What is expected ▸ Lines of the data that contain the word "water" are the ones to copy.

Data under study ▸
= Beginning of Section =

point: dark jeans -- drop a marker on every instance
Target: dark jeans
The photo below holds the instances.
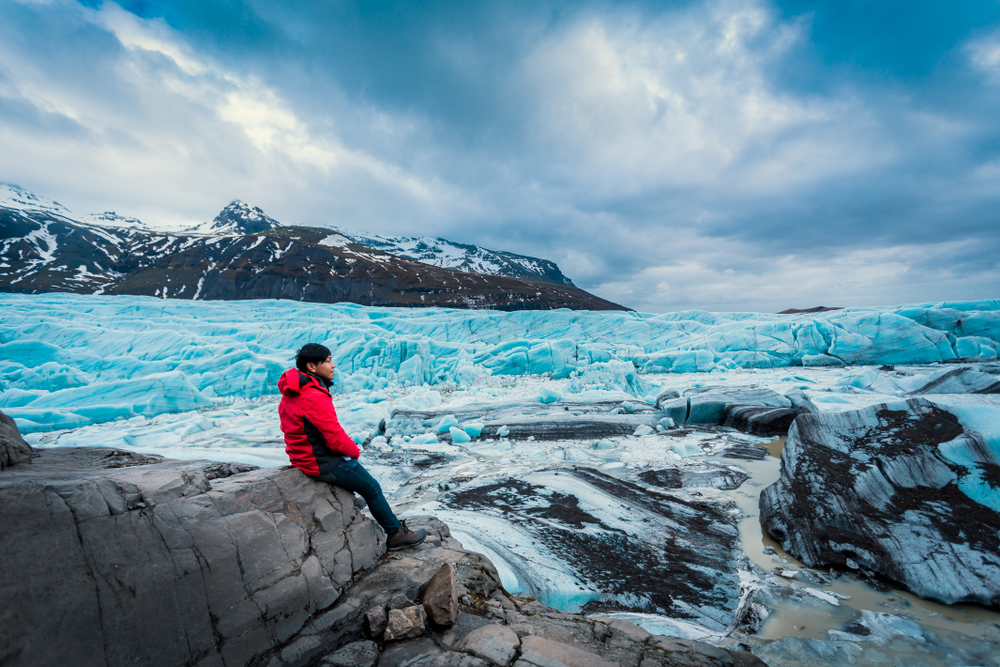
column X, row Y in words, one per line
column 349, row 474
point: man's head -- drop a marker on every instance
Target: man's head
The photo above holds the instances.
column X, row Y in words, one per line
column 315, row 359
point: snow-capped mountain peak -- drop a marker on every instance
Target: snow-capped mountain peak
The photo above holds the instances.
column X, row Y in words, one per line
column 238, row 218
column 15, row 197
column 112, row 219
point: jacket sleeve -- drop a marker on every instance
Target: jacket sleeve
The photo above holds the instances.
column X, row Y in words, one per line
column 321, row 413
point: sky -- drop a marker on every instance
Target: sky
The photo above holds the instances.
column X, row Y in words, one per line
column 732, row 155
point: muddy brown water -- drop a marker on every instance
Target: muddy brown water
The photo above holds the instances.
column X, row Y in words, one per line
column 792, row 619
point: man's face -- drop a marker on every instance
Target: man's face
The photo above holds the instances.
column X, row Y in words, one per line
column 323, row 369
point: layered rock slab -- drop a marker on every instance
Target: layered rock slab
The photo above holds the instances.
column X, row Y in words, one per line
column 903, row 490
column 580, row 538
column 118, row 560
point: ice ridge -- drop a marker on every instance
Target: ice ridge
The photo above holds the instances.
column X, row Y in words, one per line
column 70, row 360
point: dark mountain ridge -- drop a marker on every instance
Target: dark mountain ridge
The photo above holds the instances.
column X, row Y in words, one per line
column 44, row 250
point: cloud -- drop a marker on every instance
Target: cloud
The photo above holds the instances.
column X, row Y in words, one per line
column 174, row 133
column 728, row 154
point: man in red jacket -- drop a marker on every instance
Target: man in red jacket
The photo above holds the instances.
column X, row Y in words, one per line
column 318, row 446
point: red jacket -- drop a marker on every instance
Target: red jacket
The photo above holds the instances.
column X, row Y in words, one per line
column 314, row 439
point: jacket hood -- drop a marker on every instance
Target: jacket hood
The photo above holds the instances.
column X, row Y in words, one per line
column 293, row 381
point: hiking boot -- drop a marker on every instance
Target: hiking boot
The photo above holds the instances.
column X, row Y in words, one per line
column 404, row 537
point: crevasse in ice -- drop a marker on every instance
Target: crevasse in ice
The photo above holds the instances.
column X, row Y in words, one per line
column 68, row 360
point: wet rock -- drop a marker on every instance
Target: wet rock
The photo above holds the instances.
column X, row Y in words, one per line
column 893, row 489
column 355, row 654
column 644, row 551
column 759, row 420
column 495, row 643
column 440, row 596
column 756, row 410
column 539, row 652
column 375, row 621
column 565, row 420
column 745, row 451
column 13, row 449
column 407, row 653
column 175, row 567
column 800, row 401
column 399, row 601
column 696, row 474
column 707, row 405
column 687, row 653
column 406, row 623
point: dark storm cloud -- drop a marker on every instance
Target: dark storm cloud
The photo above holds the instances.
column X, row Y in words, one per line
column 666, row 154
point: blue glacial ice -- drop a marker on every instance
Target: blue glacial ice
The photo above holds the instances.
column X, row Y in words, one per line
column 68, row 361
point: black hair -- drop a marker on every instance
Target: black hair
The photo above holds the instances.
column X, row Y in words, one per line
column 311, row 353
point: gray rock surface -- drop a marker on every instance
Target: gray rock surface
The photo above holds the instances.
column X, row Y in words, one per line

= End of Section =

Expected output ▸
point: muddy brown water -- drop a marker on every instance
Target: muddy brown water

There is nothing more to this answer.